TASK INSTRUCTIONS: Would you return the complete listing below word for word?
── GIVEN DATA
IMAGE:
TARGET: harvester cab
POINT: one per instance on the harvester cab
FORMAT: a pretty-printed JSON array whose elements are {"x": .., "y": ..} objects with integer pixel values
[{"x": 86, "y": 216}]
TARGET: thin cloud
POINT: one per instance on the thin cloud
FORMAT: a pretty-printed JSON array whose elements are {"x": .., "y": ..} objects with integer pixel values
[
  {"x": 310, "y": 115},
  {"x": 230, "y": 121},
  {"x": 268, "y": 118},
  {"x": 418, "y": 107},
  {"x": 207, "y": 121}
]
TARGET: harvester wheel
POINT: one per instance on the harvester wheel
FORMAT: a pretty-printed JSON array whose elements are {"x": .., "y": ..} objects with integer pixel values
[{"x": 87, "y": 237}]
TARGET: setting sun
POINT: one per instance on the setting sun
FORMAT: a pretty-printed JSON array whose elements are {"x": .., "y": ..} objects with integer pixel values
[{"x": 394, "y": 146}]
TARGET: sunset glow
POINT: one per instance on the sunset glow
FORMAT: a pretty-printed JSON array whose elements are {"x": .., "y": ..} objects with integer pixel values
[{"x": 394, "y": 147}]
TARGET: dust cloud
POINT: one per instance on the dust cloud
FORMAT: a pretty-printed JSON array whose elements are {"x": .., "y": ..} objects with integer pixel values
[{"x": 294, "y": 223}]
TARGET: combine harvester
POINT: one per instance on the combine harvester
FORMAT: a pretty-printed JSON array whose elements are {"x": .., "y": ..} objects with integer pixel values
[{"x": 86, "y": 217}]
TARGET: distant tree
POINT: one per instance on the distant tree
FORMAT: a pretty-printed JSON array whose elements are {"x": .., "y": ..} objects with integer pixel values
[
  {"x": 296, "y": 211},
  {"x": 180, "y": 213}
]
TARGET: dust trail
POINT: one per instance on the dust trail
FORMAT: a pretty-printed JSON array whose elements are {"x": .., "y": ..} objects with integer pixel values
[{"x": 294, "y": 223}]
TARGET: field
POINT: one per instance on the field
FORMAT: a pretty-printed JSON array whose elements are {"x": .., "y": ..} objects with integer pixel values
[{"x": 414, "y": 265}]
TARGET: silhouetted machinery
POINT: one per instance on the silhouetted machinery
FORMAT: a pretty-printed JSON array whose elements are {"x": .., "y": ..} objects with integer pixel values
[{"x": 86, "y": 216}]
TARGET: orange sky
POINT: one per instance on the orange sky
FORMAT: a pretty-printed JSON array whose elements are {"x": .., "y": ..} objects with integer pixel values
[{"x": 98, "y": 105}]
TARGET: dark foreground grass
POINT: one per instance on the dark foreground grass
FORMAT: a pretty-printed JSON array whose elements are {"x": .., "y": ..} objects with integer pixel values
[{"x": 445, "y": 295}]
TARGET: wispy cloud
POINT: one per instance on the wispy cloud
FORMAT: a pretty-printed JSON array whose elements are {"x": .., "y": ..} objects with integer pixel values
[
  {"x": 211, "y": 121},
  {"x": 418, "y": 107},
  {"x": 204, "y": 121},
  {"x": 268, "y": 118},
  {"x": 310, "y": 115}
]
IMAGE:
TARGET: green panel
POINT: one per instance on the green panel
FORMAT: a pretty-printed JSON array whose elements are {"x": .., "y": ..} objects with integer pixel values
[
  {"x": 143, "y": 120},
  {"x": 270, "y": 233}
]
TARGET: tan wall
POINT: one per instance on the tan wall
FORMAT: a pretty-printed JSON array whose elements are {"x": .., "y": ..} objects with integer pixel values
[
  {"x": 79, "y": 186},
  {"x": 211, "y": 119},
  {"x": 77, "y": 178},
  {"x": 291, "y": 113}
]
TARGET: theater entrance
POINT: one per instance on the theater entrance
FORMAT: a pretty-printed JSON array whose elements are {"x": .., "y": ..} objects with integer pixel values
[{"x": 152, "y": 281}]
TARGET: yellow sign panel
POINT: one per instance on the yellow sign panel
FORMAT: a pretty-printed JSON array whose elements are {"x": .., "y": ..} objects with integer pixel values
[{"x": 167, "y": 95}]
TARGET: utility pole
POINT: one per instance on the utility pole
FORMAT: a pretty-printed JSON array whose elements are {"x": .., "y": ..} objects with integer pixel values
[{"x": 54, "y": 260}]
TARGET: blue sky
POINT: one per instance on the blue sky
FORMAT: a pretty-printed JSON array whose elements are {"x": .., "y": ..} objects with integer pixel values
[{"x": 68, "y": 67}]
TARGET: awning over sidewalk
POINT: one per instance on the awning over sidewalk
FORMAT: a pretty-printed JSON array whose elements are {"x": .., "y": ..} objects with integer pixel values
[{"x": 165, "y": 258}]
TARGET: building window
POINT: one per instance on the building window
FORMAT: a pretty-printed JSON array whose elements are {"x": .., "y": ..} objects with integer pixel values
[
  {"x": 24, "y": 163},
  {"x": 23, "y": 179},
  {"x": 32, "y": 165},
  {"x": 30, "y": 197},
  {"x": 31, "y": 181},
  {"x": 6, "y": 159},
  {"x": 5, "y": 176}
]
────
RESPONSE:
IMAGE:
TARGET: harvester cab
POINT: one per instance on the harvester cab
FORMAT: a pretty-printed JSON array whose elements are {"x": .., "y": ..} objects with integer pixel values
[{"x": 86, "y": 216}]
TARGET: thin cloud
POINT: one per instance on the thin cloud
FORMAT: a pretty-printed JSON array whose elements are {"x": .., "y": ..} objects with integer pixel values
[
  {"x": 310, "y": 115},
  {"x": 230, "y": 121},
  {"x": 268, "y": 118},
  {"x": 418, "y": 107},
  {"x": 207, "y": 121}
]
TARGET: harvester wheel
POINT: one per instance on the harvester wheel
FORMAT: a pretty-printed JSON array whose elements are {"x": .., "y": ..} objects with integer pixel values
[{"x": 87, "y": 237}]
TARGET: setting sun
POINT: one per instance on the setting sun
FORMAT: a pretty-printed JSON array whose elements are {"x": .., "y": ..} objects with integer pixel values
[{"x": 394, "y": 146}]
TARGET: sunset glow
POINT: one per instance on the sunset glow
FORMAT: a pretty-printed JSON array whose elements are {"x": .., "y": ..} objects with integer pixel values
[{"x": 394, "y": 147}]
TARGET: dust cloud
POINT: one per instance on the dust cloud
FORMAT: a pretty-printed JSON array whose elements are {"x": .., "y": ..} objects with integer pixel values
[{"x": 294, "y": 223}]
TARGET: combine harvester
POINT: one per instance on the combine harvester
FORMAT: a pretty-printed JSON array whose elements are {"x": .., "y": ..} objects with integer pixel values
[{"x": 86, "y": 217}]
TARGET: distant tree
POINT: one per instance on the distant tree
FORMAT: a pretty-printed JSON array whose elements are {"x": .., "y": ..} objects with integer pixel values
[
  {"x": 296, "y": 211},
  {"x": 180, "y": 213}
]
TARGET: dust trail
POINT: one per instance on the dust trail
FORMAT: a pretty-printed JSON array whose elements are {"x": .., "y": ..} objects with integer pixel values
[{"x": 294, "y": 223}]
TARGET: field
POINT: one per instance on the field
FORMAT: a pretty-printed JSON array whose elements are {"x": .., "y": ..} objects with integer pixel values
[{"x": 414, "y": 265}]
TARGET: silhouetted machinery
POINT: one per instance on the silhouetted machinery
FORMAT: a pretty-printed JSON array whose elements are {"x": .., "y": ..} objects with integer pixel values
[{"x": 86, "y": 216}]
TARGET: orange sky
POINT: one per instance on the orange sky
FORMAT: a pretty-printed JSON array whose elements are {"x": .., "y": ..} objects with integer pixel values
[{"x": 98, "y": 105}]
TARGET: dark foreground grass
POINT: one per instance on the dark foreground grass
FORMAT: a pretty-printed JSON array whose elements are {"x": .., "y": ..} objects with integer pixel values
[{"x": 445, "y": 295}]
TARGET: wispy cloud
POINT: one per instance on the wispy cloud
FORMAT: a pretty-printed JSON array whose elements are {"x": .., "y": ..} objects with integer pixel values
[
  {"x": 211, "y": 121},
  {"x": 418, "y": 107},
  {"x": 204, "y": 121},
  {"x": 268, "y": 118},
  {"x": 310, "y": 115}
]
IMAGE:
TARGET: green panel
POINT: one per instance on the green panel
FORMAT: a pretty-printed JSON array whose elements are {"x": .., "y": ..} objects with integer pixel values
[
  {"x": 143, "y": 120},
  {"x": 270, "y": 233}
]
TARGET: tan wall
POINT: one per instance on the tan wall
FORMAT: a pretty-printed JSON array whose elements are {"x": .., "y": ..} objects with integer pixel values
[
  {"x": 79, "y": 186},
  {"x": 211, "y": 119},
  {"x": 77, "y": 178},
  {"x": 291, "y": 113}
]
TARGET: theater entrance
POINT: one per instance on the theater entrance
FORMAT: a pretty-printed JSON array whose elements are {"x": .., "y": ..} objects with integer pixel values
[{"x": 152, "y": 281}]
TARGET: yellow sign panel
POINT: one per instance on the yellow sign panel
FORMAT: a pretty-printed JSON array whose elements are {"x": .., "y": ..} objects with integer pixel values
[{"x": 167, "y": 95}]
TARGET: utility pole
POINT: one per instance on the utility pole
FORMAT: a pretty-printed JSON array whose elements are {"x": .., "y": ..} objects with integer pixel values
[{"x": 54, "y": 260}]
TARGET: blue sky
POINT: one per instance on the blue sky
FORMAT: a pretty-printed JSON array whose elements are {"x": .., "y": ..} objects with integer pixel values
[{"x": 68, "y": 67}]
TARGET: awning over sidewalk
POINT: one per instance on the awning over sidewalk
FORMAT: a pretty-printed JSON array whose elements are {"x": .., "y": ..} objects with integer pixel values
[{"x": 165, "y": 258}]
TARGET: building window
POINT: one per instance on the building window
FORMAT: a pretty-printed JSON array whose elements are {"x": .., "y": ..} objects with integer pixel values
[
  {"x": 24, "y": 163},
  {"x": 23, "y": 179},
  {"x": 32, "y": 165},
  {"x": 30, "y": 197},
  {"x": 31, "y": 181},
  {"x": 6, "y": 159},
  {"x": 5, "y": 176}
]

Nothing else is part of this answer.